> [原文資料]

■ ■ ■ ■ ■ ■ ■

質感や凹凸感をリアルに表現する「厚盛印刷」

奥津 氏
​ 2018年2月、ディスプレイ事業の新たな戦略機として「鳴り物入り」で設置されたJETI MIRA。オペレーションを担当する制作1課の奥津謙介氏は「まず、一番驚いたのは『生産スピード』である。通常のものならば、既設機で1週間かかっていたものが、たった1日程度で終わってしまうぐらい速い」と評価する。JETI MIRAの出力スピードは、標準モードで43平方メートル/時。スペック上でも既設機を圧倒する出力スピードを誇る。また、従来のような貼り合わせる工程を排除できること、またインク単価も含めると相当のコスト低減効果が見込めるという。

 「導入から約1年半、大きなトラブルはなく安定している。UV機は3台目になるが、既設の2台で苦労したパスのスジや粒状感の問題もない。メンテナンスの対応も早く、JETI MIRAに関しては、スムースに立ち上がった印象しかない」と語る奥津氏は、RIP処理の速さや直感的なインターフェースによる操作性も高く評価している。

■ ■ ■ ■ ■ ■ ■

ラベル付きポイントの記録
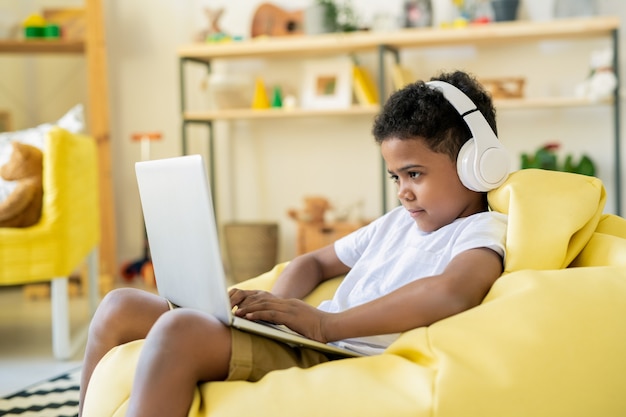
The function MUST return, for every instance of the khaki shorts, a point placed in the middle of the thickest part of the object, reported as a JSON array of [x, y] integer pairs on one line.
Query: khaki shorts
[[253, 356]]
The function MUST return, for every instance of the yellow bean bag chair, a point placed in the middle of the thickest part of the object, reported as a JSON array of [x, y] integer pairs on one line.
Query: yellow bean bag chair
[[548, 340]]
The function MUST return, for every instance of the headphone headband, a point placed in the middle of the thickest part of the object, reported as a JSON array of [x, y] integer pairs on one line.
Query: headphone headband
[[482, 163]]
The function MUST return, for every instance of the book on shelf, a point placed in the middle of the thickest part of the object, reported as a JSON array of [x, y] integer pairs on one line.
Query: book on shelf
[[365, 89]]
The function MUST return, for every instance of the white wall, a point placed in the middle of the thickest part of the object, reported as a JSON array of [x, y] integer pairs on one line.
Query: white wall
[[267, 167]]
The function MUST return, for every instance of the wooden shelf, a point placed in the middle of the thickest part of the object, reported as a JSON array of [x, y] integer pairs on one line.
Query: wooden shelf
[[234, 114], [493, 33], [546, 102], [250, 114], [42, 47]]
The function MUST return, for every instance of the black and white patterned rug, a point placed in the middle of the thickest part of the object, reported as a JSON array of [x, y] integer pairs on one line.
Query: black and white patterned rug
[[57, 397]]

■ ■ ■ ■ ■ ■ ■

> [課題] 原文資料において、JETI MIRAの標準モードにおける出力スピードはいくらと記載されていますか。

> [解答] 43平方メートル/時です。